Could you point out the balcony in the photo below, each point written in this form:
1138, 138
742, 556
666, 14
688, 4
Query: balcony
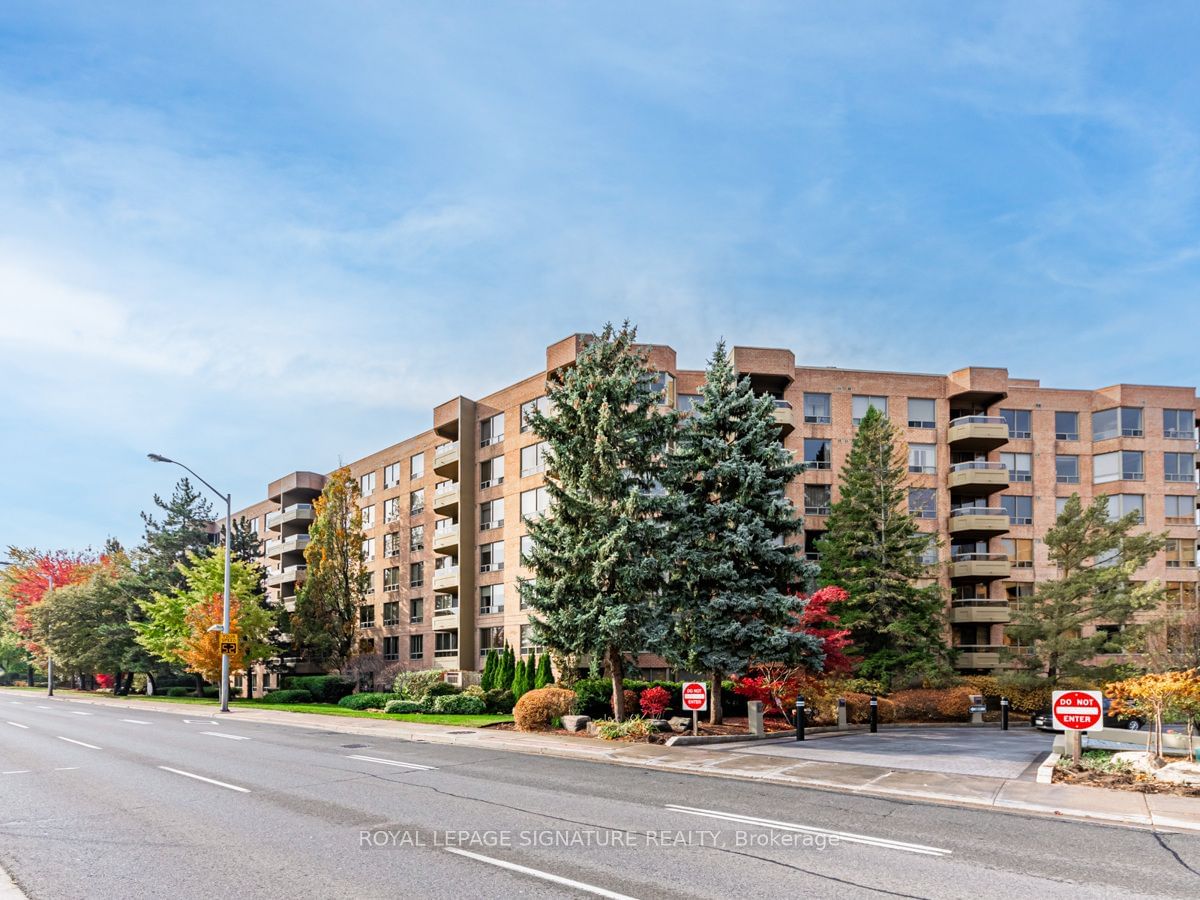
981, 567
977, 433
445, 580
445, 498
288, 575
784, 417
977, 479
294, 544
295, 513
978, 522
445, 460
445, 540
978, 655
979, 612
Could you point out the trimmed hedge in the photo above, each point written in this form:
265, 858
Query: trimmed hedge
324, 689
288, 696
403, 706
367, 700
460, 705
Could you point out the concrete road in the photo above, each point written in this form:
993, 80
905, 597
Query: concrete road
985, 751
99, 802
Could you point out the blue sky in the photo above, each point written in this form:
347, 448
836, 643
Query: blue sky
265, 237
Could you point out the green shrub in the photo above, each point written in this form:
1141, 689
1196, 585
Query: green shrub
324, 689
402, 706
288, 696
460, 705
367, 700
414, 685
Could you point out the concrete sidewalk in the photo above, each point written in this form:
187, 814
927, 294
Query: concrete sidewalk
1128, 808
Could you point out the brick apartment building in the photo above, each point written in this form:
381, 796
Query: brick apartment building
991, 460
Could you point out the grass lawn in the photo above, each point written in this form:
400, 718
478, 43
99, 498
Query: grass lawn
469, 721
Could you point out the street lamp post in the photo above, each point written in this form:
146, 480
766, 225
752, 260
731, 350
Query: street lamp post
225, 622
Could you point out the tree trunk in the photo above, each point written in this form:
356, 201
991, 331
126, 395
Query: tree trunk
715, 712
617, 670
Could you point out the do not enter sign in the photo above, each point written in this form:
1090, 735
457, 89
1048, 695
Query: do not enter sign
1078, 711
695, 696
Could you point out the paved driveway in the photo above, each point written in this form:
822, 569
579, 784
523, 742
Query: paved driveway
967, 751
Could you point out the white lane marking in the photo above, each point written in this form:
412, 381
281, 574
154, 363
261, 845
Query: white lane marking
850, 838
538, 874
394, 762
201, 778
222, 735
70, 741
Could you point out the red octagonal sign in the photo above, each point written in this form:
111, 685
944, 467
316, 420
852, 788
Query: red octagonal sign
1078, 711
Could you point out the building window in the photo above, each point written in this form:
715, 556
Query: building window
921, 413
1181, 553
1122, 504
491, 472
1179, 424
491, 599
390, 582
1179, 467
1020, 466
1020, 509
533, 459
1066, 469
859, 405
817, 454
391, 648
923, 502
491, 514
491, 431
1019, 423
1116, 423
1180, 509
540, 405
923, 459
816, 408
1019, 551
1117, 466
817, 499
491, 639
1066, 425
527, 645
534, 503
491, 557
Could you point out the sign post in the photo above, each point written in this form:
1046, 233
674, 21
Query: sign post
1077, 712
695, 697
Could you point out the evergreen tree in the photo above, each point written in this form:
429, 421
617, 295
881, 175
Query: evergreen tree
874, 551
597, 551
727, 517
1097, 558
545, 675
327, 612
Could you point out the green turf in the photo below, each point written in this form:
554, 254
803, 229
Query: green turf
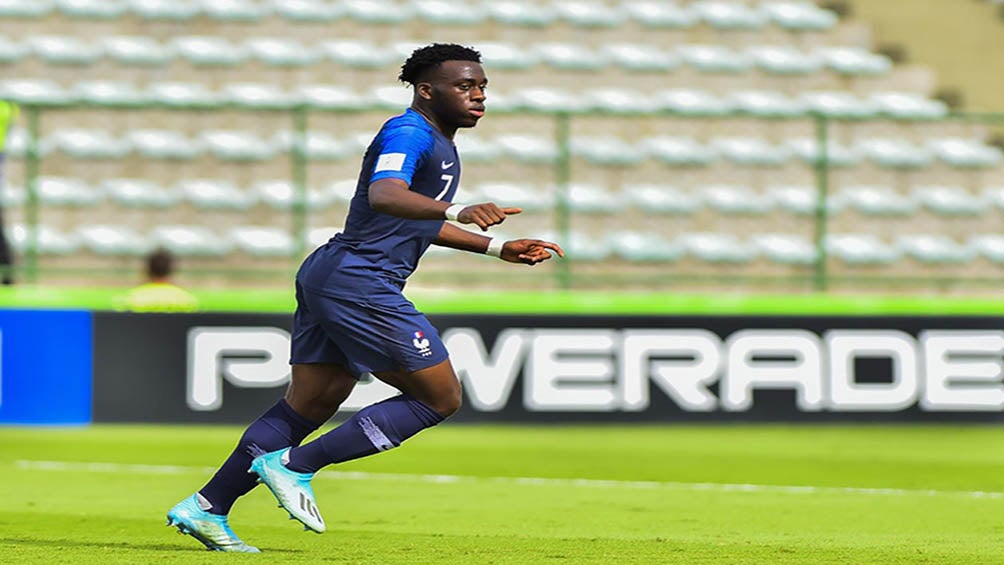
578, 302
482, 514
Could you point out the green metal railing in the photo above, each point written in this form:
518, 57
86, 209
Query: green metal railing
817, 276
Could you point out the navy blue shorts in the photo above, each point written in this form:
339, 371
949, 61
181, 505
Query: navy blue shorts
363, 337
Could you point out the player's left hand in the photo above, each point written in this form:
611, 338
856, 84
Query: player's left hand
529, 251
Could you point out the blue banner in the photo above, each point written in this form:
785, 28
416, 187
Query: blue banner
45, 366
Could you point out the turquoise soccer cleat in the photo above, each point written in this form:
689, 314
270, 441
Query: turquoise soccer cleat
290, 488
211, 529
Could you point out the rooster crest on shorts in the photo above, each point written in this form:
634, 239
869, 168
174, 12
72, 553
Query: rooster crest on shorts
421, 343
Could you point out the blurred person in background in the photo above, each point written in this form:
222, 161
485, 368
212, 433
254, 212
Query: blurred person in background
159, 293
8, 112
351, 317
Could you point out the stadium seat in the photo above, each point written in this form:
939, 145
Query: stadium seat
12, 51
61, 50
714, 58
208, 194
605, 151
528, 149
691, 102
726, 15
519, 195
385, 12
49, 240
660, 14
66, 191
109, 92
474, 149
765, 103
281, 52
712, 247
501, 55
644, 247
521, 13
894, 154
949, 201
589, 198
357, 53
89, 144
242, 11
281, 194
328, 96
237, 146
209, 51
784, 60
735, 199
318, 146
112, 240
93, 9
876, 201
908, 105
167, 10
808, 150
569, 56
752, 152
965, 154
934, 248
990, 246
860, 249
167, 145
854, 60
257, 95
798, 15
34, 91
190, 241
662, 199
263, 241
785, 249
679, 152
587, 13
183, 94
25, 8
839, 104
307, 11
140, 193
442, 12
578, 245
640, 57
802, 200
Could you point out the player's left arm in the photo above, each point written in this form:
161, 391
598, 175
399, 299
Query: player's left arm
526, 251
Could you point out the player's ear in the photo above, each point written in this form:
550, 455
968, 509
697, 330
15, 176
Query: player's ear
424, 89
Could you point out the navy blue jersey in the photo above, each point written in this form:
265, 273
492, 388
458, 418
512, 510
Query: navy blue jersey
378, 251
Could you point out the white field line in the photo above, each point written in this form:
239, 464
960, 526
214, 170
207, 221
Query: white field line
94, 467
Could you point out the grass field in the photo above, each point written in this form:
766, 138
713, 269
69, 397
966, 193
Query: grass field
478, 494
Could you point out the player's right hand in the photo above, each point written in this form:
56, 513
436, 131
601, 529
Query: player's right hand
485, 215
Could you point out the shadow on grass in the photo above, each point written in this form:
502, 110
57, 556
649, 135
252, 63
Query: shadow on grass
188, 547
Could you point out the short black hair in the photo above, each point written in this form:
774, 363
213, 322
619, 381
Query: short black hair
429, 57
160, 264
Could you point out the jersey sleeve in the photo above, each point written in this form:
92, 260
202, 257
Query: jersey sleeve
403, 149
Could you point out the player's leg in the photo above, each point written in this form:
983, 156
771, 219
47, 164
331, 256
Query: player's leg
314, 393
429, 395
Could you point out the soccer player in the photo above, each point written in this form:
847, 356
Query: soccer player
351, 317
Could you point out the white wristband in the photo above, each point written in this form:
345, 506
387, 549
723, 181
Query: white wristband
495, 246
454, 211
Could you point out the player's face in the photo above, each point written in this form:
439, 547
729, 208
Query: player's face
458, 93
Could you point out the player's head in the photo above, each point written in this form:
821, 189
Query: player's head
160, 264
449, 84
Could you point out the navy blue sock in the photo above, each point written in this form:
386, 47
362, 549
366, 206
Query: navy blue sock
280, 427
377, 428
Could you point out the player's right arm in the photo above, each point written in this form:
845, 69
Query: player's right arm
392, 196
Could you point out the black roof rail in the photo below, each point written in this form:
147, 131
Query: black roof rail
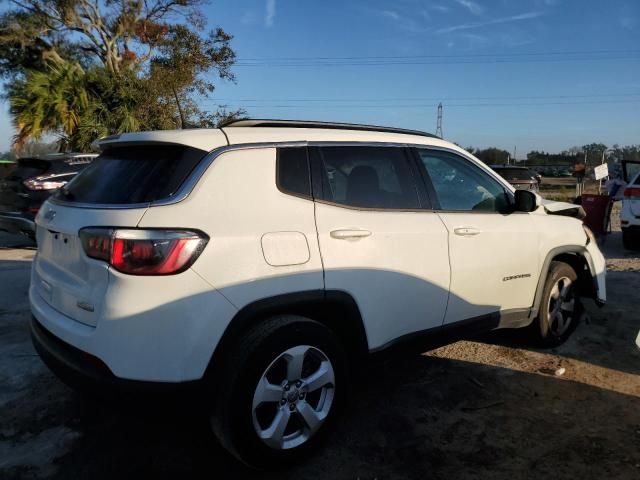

━━━━━━━━━━

**Exercise**
Each line of the listing above must be given again exactly; the pictures are to be left out.

**Result**
Could you point out the balcony in the photo below, each point written in this form:
1138, 138
742, 556
666, 14
688, 4
Query: balcony
981, 567
977, 433
445, 580
445, 498
288, 575
784, 417
977, 479
294, 544
295, 513
978, 522
445, 460
445, 540
978, 655
979, 612
Could you point out the trimmed hedge in the photo above, each point written in this form:
265, 858
Query: trimmed hedge
324, 689
288, 696
403, 706
367, 700
460, 705
Could you point out the concrete road in the photo above, each point written in this form:
993, 80
905, 597
Query: concrete road
985, 751
99, 802
Could you point out the blue sky in the photo above, each point written in this form:
347, 448
836, 643
Query: blue sky
265, 237
Could you point out the green shrub in the photo above, each point written in this form:
1141, 689
1196, 585
Query: green shrub
324, 689
402, 706
288, 696
460, 705
367, 700
414, 685
Could you point out the concrete sidewalk in the photo above, each point written in this form:
187, 814
927, 294
Query: concrete sidewalk
1128, 808
Could you point out the brick apartment building in the photo above, each point written in this form:
381, 796
Query: brick apartment building
991, 460
Could you point out the grass lawn in the photo above, each point written in this form:
400, 718
478, 43
99, 498
Query: grass lawn
469, 721
Could you point out the street lamp post in the photo above, each point written in this form:
146, 480
766, 225
752, 260
731, 350
Query: street lamp post
225, 622
Could you point out the tree trunk in the photo above, each point written in this form:
356, 201
991, 331
126, 395
Query: tree trunk
715, 712
617, 670
Could you point out the do not enter sign in the photo above, each point written in this form:
1090, 735
457, 89
1048, 695
Query: do not enter sign
1078, 711
695, 696
Could you point out the paved driveway in the photo above, each point written in this form:
822, 569
579, 784
523, 742
Query: paved driveway
967, 751
Could you point out the white lane marking in the photo above, each point written in this form:
412, 381
281, 574
154, 363
261, 845
Query: white lane marking
850, 838
538, 874
394, 762
201, 778
222, 735
70, 741
Could you point out the red octagonal sign in the photo above, each point written in this form:
111, 685
944, 467
316, 420
852, 788
Query: red octagonal sign
1078, 711
Could you point out the building window in the photo above, each point written in this form:
715, 556
Query: building window
921, 413
1181, 553
1122, 504
491, 472
1179, 424
491, 599
390, 582
1179, 467
1020, 466
1020, 509
533, 459
1066, 469
859, 405
817, 454
391, 648
923, 502
491, 514
491, 431
1019, 423
1116, 423
1180, 509
540, 405
923, 459
816, 408
1019, 551
1117, 466
817, 499
491, 639
1066, 425
527, 645
534, 503
491, 557
Could you point out the sign post in the photo above, each point written in this form:
1046, 233
674, 21
Query: sign post
1077, 712
695, 697
Could you point out the evergreen tree in the photo above, each point written in this form:
429, 421
617, 295
881, 175
Query: evergreen tree
874, 551
597, 551
727, 517
1097, 558
545, 675
327, 612
Could you point out the green turf in the photo below, each point written in this form:
554, 254
803, 229
Query: green turf
578, 302
482, 514
Could you point out the green metal railing in the photo above, each point written in this form:
518, 57
86, 209
Query: green metal railing
817, 276
Could you point out the navy blue shorts in the photo above, each point written in this form:
339, 371
949, 61
181, 505
Query: navy blue shorts
363, 337
Could you point out the player's left hand in the photo above, each point written in this form:
611, 338
856, 84
Query: player's left hand
529, 251
Could you point out the blue banner in the photo above, each point written in this form:
785, 28
416, 187
Query: blue banner
45, 366
Could you point out the turquoise soccer cleat in the photo above, each point written in this form:
689, 314
270, 441
Query: turquoise soccer cleat
290, 488
211, 529
Could you point out the rooster crest on shorts in the photo above, each point written in this form:
634, 239
869, 168
174, 12
72, 553
Query: rooster crest on shorts
421, 343
Could you point out the blurred person in background in the photo above, each point written in this form:
222, 161
485, 368
212, 433
254, 212
Query: blurred person in background
159, 293
8, 112
351, 317
Could you point out the stadium seat in the photo above, each point written in this form:
939, 145
Query: stadium seat
12, 51
61, 50
714, 58
208, 194
605, 151
528, 149
691, 102
726, 15
519, 195
385, 12
49, 240
660, 14
66, 191
109, 92
474, 149
765, 103
281, 52
712, 247
501, 55
644, 247
521, 13
894, 154
949, 201
589, 198
357, 53
89, 144
242, 11
281, 194
328, 96
237, 146
209, 51
784, 60
735, 199
318, 146
112, 240
93, 9
876, 201
908, 105
167, 10
808, 150
569, 56
752, 152
965, 154
934, 248
990, 246
860, 249
167, 145
854, 60
257, 95
798, 15
34, 91
190, 241
662, 199
263, 241
785, 249
679, 152
587, 13
183, 94
25, 8
839, 104
307, 11
140, 193
442, 12
578, 245
640, 57
802, 200
Could you point out the player's left arm in the photo above, each point written in this form:
161, 391
598, 175
399, 299
Query: player's left arm
526, 251
Could you point out the player's ear in the photo above, each point written in this form:
550, 455
968, 509
697, 330
15, 176
Query: player's ear
424, 89
Could you point out the navy blue jersey in the photo above, each point written in this form:
265, 273
492, 388
458, 418
512, 510
Query: navy blue jersey
378, 251
Could you point out the white field line in the photo above, each point written in this form:
239, 464
960, 526
214, 170
207, 221
Query: white field line
94, 467
Could you point out the grass field in the photo above, each point written in this form:
766, 138
713, 269
69, 397
966, 193
Query: grass field
478, 494
Could you point out the player's right hand in the photo above, each point written in this form:
56, 513
436, 131
601, 529
Query: player's right hand
485, 215
Could you point out the shadow on grass in the photo above, each point written in this form:
502, 110
57, 556
649, 135
252, 63
Query: shadow on grass
188, 547
Could you point out the short black hair in the photo above, each point written in this form:
774, 363
213, 322
619, 381
Query: short black hair
429, 57
160, 264
Could you point out the jersey sleeve in the photo above, each point written in this form:
92, 260
202, 257
Query: jersey sleeve
403, 149
Could you point out the player's leg in the photo above, each point written in this form:
983, 156
771, 219
47, 164
331, 256
Query: player's leg
314, 393
429, 395
Could you point out the soccer player in the photo above, each point written in this form:
847, 356
Query: soccer player
351, 317
Could you point out the white wristband in the photo above, each point written in this form:
345, 506
387, 549
723, 181
Query: white wristband
495, 246
454, 211
Could you point out the player's face in the photo above, each point written in this form:
439, 547
729, 208
Query: player's face
458, 93
Could you point out the player's head in the photo above, each point written in this form:
821, 189
Query: player's head
160, 264
449, 84
Could you point out the navy blue sock in the photo above, each point written in this form:
386, 47
362, 549
366, 206
Query: navy blue sock
280, 427
377, 428
Could you point out the player's right arm in the photo above, each point written in this form:
845, 69
Query: player's right arm
392, 196
Could you point out the black roof rail in the photo below, each point written in this form:
147, 131
Query: black roof rail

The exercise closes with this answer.